TEXT PROVIDED >>
▶

How do you suggest your tool could be made free from false positives? That should happen before inclusion in vet is considered.

Edit: I've noticed the heuristics comment, but I'd be more convinced by an implementation in your tool.

You could make this slightly less prone to false positives if you collect two sets, one of plain identifiers, the other of homograph-containing identifiers mapped to their apparent strings, and if those two sets overlap, that's suspicious.

Homographs attacks in strings (targeting file names or URLs, for example) are more problematic because strings can be broken up, for example "goo"+"gle" and "g00g"+"1e" (using not-a-real-homograph for clarity) to defeat the simple set-matching. Even reporting all such strings and requiring a //vet:homograph comment to note permitted cases is still vulnerable to trickier string constructions in arrays of bytes, etc. We could go down the rabbit-hole of flow-analysis (if the string can be copied to a filename context or a URL context, care a lot more about its provenance), and perhaps we should.

@mvdan is it a requirement that go vet be free from false positives? The docstring says:

Vet uses heuristics that do not guarantee all reports are genuine problems

There are also quite a few issues on the tracker about vet false positives, e.g. #11843, in which Rob says:

The shadow code is marked experimental. It has too many false positives to be enabled by default, so this is not entirely unexpected, but don't expect a fix soon. The right way to detect shadowing without flow analysis is elusive.

To me this suggests that go vet may contain false-positive code, although particularly sensitive checks should not be enabled by default. Of course, the tool should strive to keep false positives to a minimum. I will have to think about some strategies for this.

As far as I can tell, if go vet reports a false positive, it's always possible to refactor the code such that the logic is identical but go vet is silent. If a homograph check is added, I would want it to meet that standard. For example, @dr2chase suggested comparing plain identifiers to homograph-containing identifiers. If this check returns a false positive, it should be trivial to rename your identifiers such that go vet stops complaining. I would hope that most projects that use go vet allow it to twist their arm a little rather than disable it, even for small sections of code.
For projects that can afford to do so, my recommendation is to ban homographs from appearing anywhere in their source code (except for comments). This is what my glyphcheck currently enforces.

is it a requirement that go vet be free from false positives?

◀

THINGS TO DO >>
1. Reproduce the thread, starting with "How do you suggest" and going on through "overlap, that's suspicious.", and replace "false positives" with "spurious warnings".
2. According to the thread, what does glyphcheck currently enforce?

EXTRACTED INFORMATION >>
▶

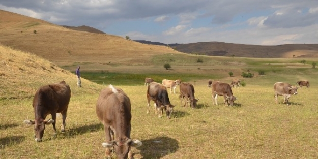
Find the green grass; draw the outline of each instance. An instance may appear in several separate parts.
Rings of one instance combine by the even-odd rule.
[[[112,72],[81,72],[81,76],[85,79],[99,84],[115,85],[140,85],[144,84],[146,77],[152,78],[157,82],[161,83],[162,80],[167,79],[176,80],[181,79],[184,82],[190,82],[203,79],[212,79],[216,77],[211,75],[194,75],[190,74],[139,74]]]
[[[182,107],[177,89],[177,94],[169,94],[171,103],[177,105],[171,119],[165,114],[159,119],[152,111],[147,114],[146,87],[115,85],[131,101],[131,138],[143,143],[133,148],[135,157],[316,158],[318,107],[312,99],[318,82],[299,88],[287,106],[281,104],[281,97],[280,103],[275,103],[273,83],[263,83],[269,80],[266,76],[245,79],[246,86],[233,88],[238,99],[233,107],[225,106],[222,97],[218,99],[219,105],[212,105],[211,89],[198,83],[195,86],[197,108]],[[1,101],[6,108],[0,113],[0,158],[104,158],[104,132],[95,112],[98,93],[72,94],[66,132],[59,131],[53,138],[51,125],[47,126],[41,143],[34,141],[33,129],[23,123],[34,117],[32,99]],[[16,111],[19,113],[12,113]],[[60,116],[57,128],[61,122]]]

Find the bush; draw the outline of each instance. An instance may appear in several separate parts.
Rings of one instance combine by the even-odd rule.
[[[250,72],[246,73],[245,72],[242,72],[242,74],[241,74],[241,76],[244,78],[251,78],[254,76],[254,74],[252,74]]]
[[[245,82],[244,82],[244,80],[242,80],[242,81],[241,81],[240,82],[241,83],[241,85],[245,87],[246,85],[246,83],[245,83]]]
[[[198,63],[203,63],[203,60],[199,58],[196,60],[196,62]]]
[[[264,75],[265,74],[265,71],[264,70],[258,71],[258,75]]]
[[[230,72],[228,73],[228,74],[229,75],[229,77],[232,77],[232,75],[233,75],[233,73],[232,72]]]
[[[163,65],[163,67],[165,68],[166,70],[169,69],[171,69],[171,65],[169,63],[166,63]]]

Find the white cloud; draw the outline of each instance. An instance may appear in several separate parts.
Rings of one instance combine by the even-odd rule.
[[[170,19],[170,17],[169,17],[169,16],[164,15],[156,18],[154,21],[157,22],[164,22],[169,20],[169,19]]]
[[[249,25],[257,25],[259,27],[263,26],[264,21],[267,19],[267,17],[261,16],[258,17],[252,17],[247,20]]]
[[[187,26],[185,25],[179,25],[175,27],[170,28],[167,30],[163,31],[163,35],[166,36],[171,36],[181,32]]]
[[[178,15],[180,19],[180,24],[185,24],[190,23],[196,18],[196,14],[194,13],[181,13]]]
[[[316,8],[310,8],[309,12],[311,14],[318,13],[318,7]]]

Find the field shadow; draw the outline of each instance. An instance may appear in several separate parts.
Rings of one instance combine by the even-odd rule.
[[[18,126],[19,126],[19,125],[16,123],[4,124],[3,125],[0,125],[0,130],[7,130],[10,128],[14,128],[14,127],[17,127]]]
[[[195,108],[196,109],[203,109],[203,108],[207,108],[209,107],[210,106],[209,105],[206,105],[203,104],[197,104],[195,106]]]
[[[303,104],[298,103],[294,103],[294,102],[289,102],[289,103],[290,103],[290,106],[304,106]],[[284,104],[284,105],[286,105],[286,104]]]
[[[59,135],[63,136],[62,138],[72,138],[79,135],[97,132],[103,129],[104,126],[101,123],[98,123],[71,129],[64,132],[60,133]]]
[[[141,141],[142,145],[136,148],[143,158],[161,158],[176,152],[179,146],[177,140],[168,137],[159,137]]]
[[[24,140],[25,140],[25,137],[23,136],[13,136],[0,138],[0,149],[14,146],[22,143]]]
[[[179,118],[189,115],[190,113],[180,111],[174,111],[171,115],[171,118]]]

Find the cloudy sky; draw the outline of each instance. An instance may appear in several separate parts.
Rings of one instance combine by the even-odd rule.
[[[0,0],[0,9],[165,44],[318,44],[317,0]]]

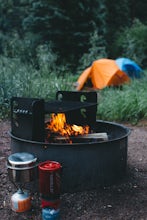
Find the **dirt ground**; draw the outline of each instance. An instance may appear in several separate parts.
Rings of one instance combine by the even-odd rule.
[[[61,195],[61,220],[147,220],[147,121],[131,129],[128,137],[127,175],[116,185],[86,192]],[[32,190],[32,209],[11,210],[16,191],[6,169],[11,154],[10,122],[0,122],[0,217],[2,220],[41,220],[40,198]]]

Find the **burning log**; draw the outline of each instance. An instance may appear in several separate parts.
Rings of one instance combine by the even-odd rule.
[[[88,141],[108,141],[107,133],[91,133],[91,134],[84,134],[84,135],[77,135],[72,137],[65,137],[65,136],[56,136],[54,141],[65,143],[68,140],[71,142],[79,143],[79,142],[88,142]]]

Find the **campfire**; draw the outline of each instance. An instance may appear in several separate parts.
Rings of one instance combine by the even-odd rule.
[[[64,113],[51,114],[46,123],[46,141],[48,143],[75,143],[90,140],[108,140],[106,133],[92,133],[90,126],[68,124]]]
[[[129,130],[96,119],[95,92],[58,91],[55,100],[11,99],[11,151],[62,164],[62,192],[115,183],[126,173]]]
[[[72,143],[72,137],[88,134],[89,130],[90,127],[88,125],[68,124],[64,113],[51,114],[50,121],[46,123],[46,138],[48,142],[65,140],[68,143]]]

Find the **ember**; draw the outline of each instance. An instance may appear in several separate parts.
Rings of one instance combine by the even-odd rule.
[[[66,122],[64,113],[51,114],[50,121],[46,124],[47,140],[53,135],[61,135],[67,139],[70,136],[77,136],[89,133],[89,126],[69,125]],[[71,140],[70,140],[71,142]]]

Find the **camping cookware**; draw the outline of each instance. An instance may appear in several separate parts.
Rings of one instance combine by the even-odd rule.
[[[8,157],[7,169],[13,183],[31,182],[37,178],[37,158],[30,153],[14,153]]]

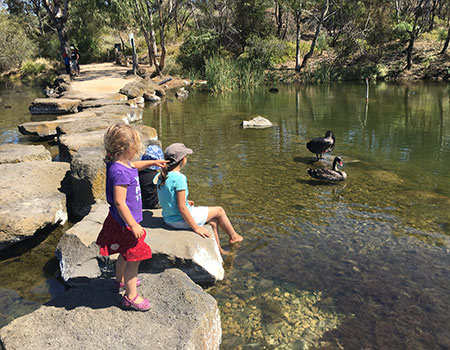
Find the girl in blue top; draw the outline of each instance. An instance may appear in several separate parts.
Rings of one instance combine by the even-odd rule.
[[[195,207],[194,202],[187,199],[189,195],[187,179],[180,170],[186,165],[188,154],[192,154],[192,150],[182,143],[173,143],[164,151],[164,158],[168,164],[161,169],[157,177],[158,198],[163,219],[169,226],[192,229],[202,237],[210,237],[208,230],[203,227],[205,223],[209,223],[220,253],[228,254],[220,246],[217,226],[230,237],[230,244],[241,242],[244,238],[236,233],[222,207]]]

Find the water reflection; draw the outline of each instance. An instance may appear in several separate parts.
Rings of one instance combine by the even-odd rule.
[[[367,105],[365,84],[334,84],[194,93],[169,115],[147,110],[144,122],[162,126],[164,145],[194,149],[192,199],[224,206],[246,237],[226,280],[210,290],[222,349],[450,346],[446,94],[443,84],[377,83]],[[255,115],[275,126],[239,128]],[[316,164],[305,144],[328,129],[337,138],[330,157],[343,156],[349,174],[344,184],[306,173]],[[293,300],[311,295],[326,302],[309,315]],[[305,332],[304,322],[320,317],[334,323]]]

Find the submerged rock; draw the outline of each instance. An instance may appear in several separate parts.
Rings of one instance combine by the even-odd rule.
[[[22,298],[17,292],[0,288],[0,328],[17,317],[37,310],[39,303]]]
[[[76,113],[81,100],[66,98],[37,98],[30,107],[31,114],[63,114]]]
[[[3,349],[219,349],[213,297],[176,269],[139,277],[149,311],[122,310],[113,282],[96,279],[0,329]]]
[[[141,141],[147,144],[149,140],[156,140],[158,134],[156,130],[147,125],[136,125],[136,129],[141,134]],[[61,161],[70,162],[72,157],[83,148],[98,148],[99,152],[104,152],[103,136],[105,130],[96,130],[79,134],[60,135],[58,137],[59,157]]]
[[[67,220],[60,188],[68,170],[51,161],[0,165],[0,249]]]
[[[105,202],[97,203],[88,216],[61,237],[57,257],[61,276],[67,283],[76,285],[100,275],[99,260],[103,258],[98,255],[95,240],[108,208]],[[199,284],[212,284],[223,279],[223,260],[214,238],[204,239],[191,230],[166,226],[161,210],[144,210],[141,225],[147,231],[145,241],[152,248],[153,258],[143,261],[140,271],[159,273],[177,267]],[[209,225],[205,227],[212,233]]]
[[[270,122],[270,120],[257,116],[251,120],[244,120],[242,122],[243,128],[270,128],[273,126],[273,124]]]
[[[21,163],[32,160],[48,160],[52,157],[43,145],[20,145],[6,143],[0,145],[0,164]]]
[[[178,90],[175,93],[175,97],[180,99],[180,100],[185,100],[189,97],[189,91],[186,90],[184,87],[182,87],[180,90]]]
[[[61,120],[45,120],[40,122],[27,122],[19,125],[22,135],[49,138],[57,135],[57,127],[67,123],[79,123],[76,118],[64,118]]]

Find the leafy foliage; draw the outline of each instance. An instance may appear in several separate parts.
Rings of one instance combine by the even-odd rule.
[[[17,22],[0,12],[0,71],[6,71],[31,58],[36,46]]]
[[[207,60],[205,78],[215,93],[248,90],[264,82],[264,69],[258,62],[216,56]]]
[[[184,72],[205,72],[206,61],[220,51],[219,38],[212,31],[192,32],[180,47],[177,62]]]

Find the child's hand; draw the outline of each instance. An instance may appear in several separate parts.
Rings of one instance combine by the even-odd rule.
[[[168,160],[156,159],[153,165],[159,166],[160,168],[165,168],[167,163],[169,163]]]
[[[197,228],[194,229],[194,232],[203,238],[211,237],[211,234],[204,226],[197,226]]]
[[[138,239],[141,238],[145,233],[144,229],[139,224],[137,224],[135,226],[131,226],[130,229],[131,229],[131,233],[133,233],[134,237],[136,237]]]

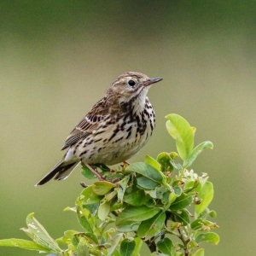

◀

RESPONSES FOR EACH TASK >>
1.
How do you suggest your tool could be made free from spurious warnings? That should happen before inclusion in vet is considered.

Edit: I've noticed the heuristics comment, but I'd be more convinced by an implementation in your tool.

You could make this slightly less prone to spurious warnings if you collect two sets, one of plain identifiers, the other of homograph-containing identifiers mapped to their apparent strings, and if those two sets overlap, that's suspicious.

2. It bans homographs from appearing anywhere in the source code except in comments.